> **TEKS YANG DIBERIKAN**:

Berikut 20 soal integrasi (campuran: tak tentu, tentu, substitusi, parsial, trigonometri, rasional) lengkap dengan langkah penyelesaiannya. Saya susun dari yang mudah ke yang lebih menantang. Berikut contoh soalnya:
1) \(\displaystyle \int 5x^3 dx\)
Penyelesaian:
\(\int 5x^3dx = 5\cdot\frac{x^{4}}{4} + C = \frac{5x^4}{4}+C.\)
2) \(\displaystyle \int (3x^2 – 4x + 7),dx\)
Penyelesaian:
\(\int 3x^2dx = x^3\), \(\int -4x,dx = -2x^2\), \(\int 7,dx = 7x\).
Jadi: \(x^3 – 2x^2 + 7x + C.\)
3) \(\displaystyle \int x^{-2},dx\)
Penyelesaian:
Ingat \(\int x^n dx = \frac{x^{n+1}}{n+1}\) untuk \(n\neq -1\).

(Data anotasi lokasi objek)

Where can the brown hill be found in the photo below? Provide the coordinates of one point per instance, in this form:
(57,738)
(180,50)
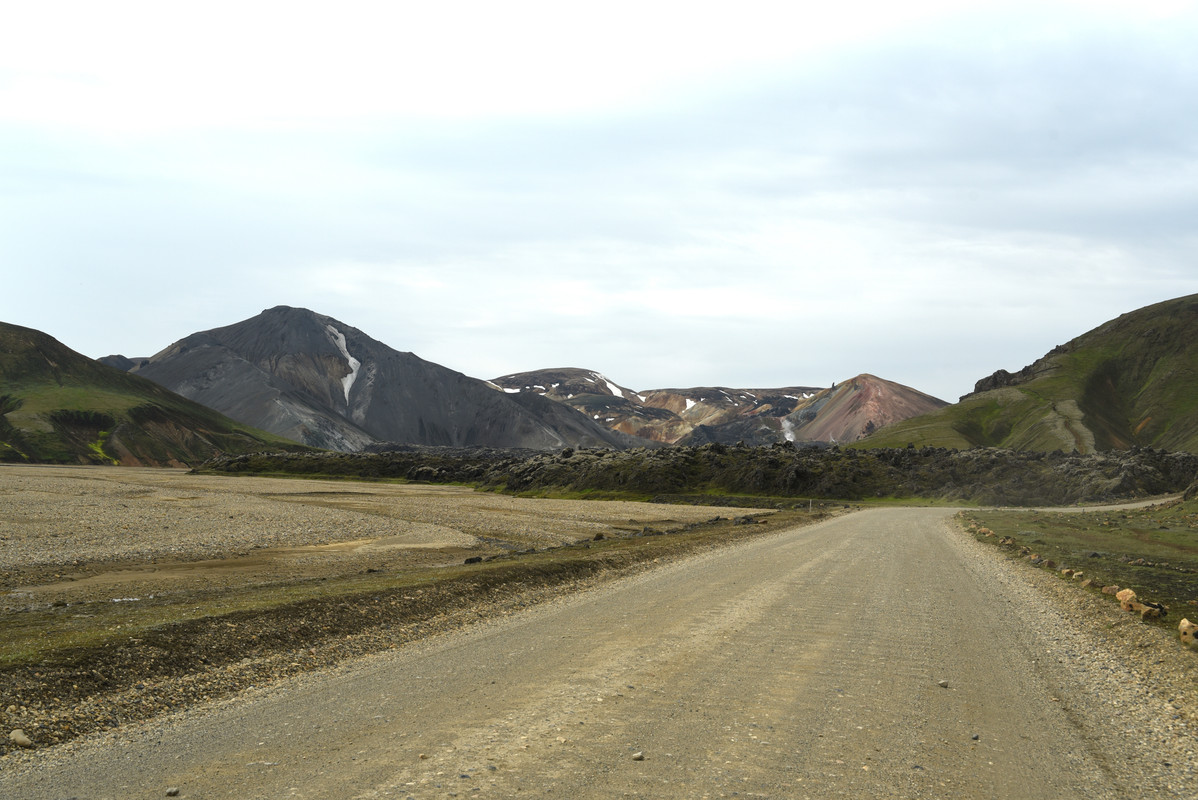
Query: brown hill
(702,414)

--

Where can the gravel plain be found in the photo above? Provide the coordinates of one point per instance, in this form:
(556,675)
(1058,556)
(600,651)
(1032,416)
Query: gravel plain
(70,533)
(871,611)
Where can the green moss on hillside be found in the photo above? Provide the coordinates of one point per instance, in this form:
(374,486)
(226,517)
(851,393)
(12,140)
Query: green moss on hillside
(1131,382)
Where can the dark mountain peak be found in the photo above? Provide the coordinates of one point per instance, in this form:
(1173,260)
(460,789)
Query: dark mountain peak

> **PERINTAH**: Tuliskan lanjutan teks tentang soal-soal integral di atas, mulai tepat setelah kalimat terakhirnya.

> **JAWABAN BERIKUT**:
Dengan \(n=-2\): \(\frac{x^{-1}}{-1} + C = -x^{-1}+C = -\frac{1}{x}+C.\)
4) \(\displaystyle \int \cos(3x),dx\)
Penyelesaian (substitusi sederhana):
\(\int \cos(3x)dx = \frac{1}{3}\sin(3x)+C.\)
5) \(\displaystyle \int \sin^2 x,dx\)
Penyelesaian (identitas):
Gunakan \( \sin^2 x = \frac{1-\cos(2x)}{2}\).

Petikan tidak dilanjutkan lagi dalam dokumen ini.